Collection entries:
-- Start --

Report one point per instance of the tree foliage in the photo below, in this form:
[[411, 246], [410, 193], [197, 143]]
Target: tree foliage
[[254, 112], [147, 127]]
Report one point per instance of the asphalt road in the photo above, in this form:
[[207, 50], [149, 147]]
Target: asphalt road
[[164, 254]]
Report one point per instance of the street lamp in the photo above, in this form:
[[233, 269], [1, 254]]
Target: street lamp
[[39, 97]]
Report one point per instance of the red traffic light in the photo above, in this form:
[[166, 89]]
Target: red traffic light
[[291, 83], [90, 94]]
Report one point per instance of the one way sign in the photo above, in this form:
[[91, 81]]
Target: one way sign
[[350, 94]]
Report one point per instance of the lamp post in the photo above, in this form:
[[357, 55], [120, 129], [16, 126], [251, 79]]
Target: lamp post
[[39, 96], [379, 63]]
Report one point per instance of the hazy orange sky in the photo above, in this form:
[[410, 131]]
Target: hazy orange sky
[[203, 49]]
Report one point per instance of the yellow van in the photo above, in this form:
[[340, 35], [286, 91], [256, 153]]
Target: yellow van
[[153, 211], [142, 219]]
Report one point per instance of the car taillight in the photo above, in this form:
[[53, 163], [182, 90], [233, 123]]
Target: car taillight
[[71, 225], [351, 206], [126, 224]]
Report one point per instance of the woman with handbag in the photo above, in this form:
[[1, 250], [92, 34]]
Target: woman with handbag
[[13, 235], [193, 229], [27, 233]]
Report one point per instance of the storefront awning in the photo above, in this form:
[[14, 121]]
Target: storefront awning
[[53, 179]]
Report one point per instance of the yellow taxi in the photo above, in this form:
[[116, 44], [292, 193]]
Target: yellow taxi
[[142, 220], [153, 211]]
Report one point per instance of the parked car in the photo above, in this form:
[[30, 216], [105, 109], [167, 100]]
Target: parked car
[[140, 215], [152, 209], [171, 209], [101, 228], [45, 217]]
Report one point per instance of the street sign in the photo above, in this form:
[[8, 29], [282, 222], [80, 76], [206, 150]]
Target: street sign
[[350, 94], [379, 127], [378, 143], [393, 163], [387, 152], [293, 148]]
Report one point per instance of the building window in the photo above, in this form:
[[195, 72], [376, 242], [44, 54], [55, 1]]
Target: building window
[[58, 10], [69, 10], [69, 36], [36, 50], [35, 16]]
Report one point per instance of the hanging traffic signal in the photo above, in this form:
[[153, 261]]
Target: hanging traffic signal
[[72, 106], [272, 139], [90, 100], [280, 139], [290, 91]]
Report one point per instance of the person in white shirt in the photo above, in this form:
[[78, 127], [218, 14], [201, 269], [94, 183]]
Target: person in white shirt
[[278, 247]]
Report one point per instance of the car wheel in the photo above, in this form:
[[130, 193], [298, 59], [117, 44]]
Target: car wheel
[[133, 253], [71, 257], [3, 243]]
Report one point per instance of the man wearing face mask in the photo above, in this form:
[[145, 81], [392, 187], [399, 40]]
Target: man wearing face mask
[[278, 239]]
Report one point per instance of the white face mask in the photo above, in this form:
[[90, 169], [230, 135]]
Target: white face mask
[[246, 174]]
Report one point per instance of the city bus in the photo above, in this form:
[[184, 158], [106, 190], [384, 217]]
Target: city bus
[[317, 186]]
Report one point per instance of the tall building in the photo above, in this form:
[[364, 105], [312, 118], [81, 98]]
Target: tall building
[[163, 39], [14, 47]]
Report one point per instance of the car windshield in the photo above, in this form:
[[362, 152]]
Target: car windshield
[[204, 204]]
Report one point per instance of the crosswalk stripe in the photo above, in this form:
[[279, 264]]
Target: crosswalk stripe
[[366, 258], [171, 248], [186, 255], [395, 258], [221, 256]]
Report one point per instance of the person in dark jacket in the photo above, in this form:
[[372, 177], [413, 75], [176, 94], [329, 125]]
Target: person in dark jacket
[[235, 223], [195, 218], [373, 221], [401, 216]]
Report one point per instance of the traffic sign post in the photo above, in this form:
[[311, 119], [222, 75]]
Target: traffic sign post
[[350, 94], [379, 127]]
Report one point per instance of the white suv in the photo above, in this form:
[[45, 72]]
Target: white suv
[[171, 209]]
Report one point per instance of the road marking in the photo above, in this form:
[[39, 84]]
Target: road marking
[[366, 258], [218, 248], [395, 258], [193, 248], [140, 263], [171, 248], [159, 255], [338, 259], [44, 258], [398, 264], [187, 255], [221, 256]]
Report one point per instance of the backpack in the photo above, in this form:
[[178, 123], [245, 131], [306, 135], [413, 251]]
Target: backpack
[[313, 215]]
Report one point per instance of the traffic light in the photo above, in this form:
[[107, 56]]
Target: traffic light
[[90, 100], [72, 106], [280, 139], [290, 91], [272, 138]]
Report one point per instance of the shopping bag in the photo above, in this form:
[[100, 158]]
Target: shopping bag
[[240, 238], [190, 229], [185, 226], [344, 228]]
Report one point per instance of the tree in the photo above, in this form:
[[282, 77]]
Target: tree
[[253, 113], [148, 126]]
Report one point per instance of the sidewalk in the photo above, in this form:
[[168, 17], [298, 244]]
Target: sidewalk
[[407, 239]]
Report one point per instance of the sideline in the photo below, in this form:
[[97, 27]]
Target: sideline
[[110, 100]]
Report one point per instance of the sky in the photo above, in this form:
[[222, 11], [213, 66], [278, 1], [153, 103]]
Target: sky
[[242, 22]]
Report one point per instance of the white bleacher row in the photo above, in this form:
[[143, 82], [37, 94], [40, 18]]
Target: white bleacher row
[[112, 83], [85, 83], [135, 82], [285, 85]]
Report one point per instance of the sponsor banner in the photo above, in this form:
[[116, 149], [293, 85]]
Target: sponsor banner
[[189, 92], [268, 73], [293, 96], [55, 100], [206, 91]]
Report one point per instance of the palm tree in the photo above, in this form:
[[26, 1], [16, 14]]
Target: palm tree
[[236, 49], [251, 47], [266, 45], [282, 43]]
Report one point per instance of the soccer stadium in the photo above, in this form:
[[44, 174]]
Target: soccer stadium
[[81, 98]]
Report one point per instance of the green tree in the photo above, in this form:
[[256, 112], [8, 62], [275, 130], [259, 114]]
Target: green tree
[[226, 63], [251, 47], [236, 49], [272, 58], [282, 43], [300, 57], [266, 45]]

-- End --

Transcribe without any change the lines from the one containing "Report one point per instance of the green" up to and including the last line of the items.

The output:
Report one point per instance of the green tree in the photo above, in this form:
[[256, 112], [8, 62], [275, 130], [259, 114]]
Target: green tree
[[226, 63], [251, 47], [236, 49], [272, 58], [282, 43], [300, 57], [266, 45]]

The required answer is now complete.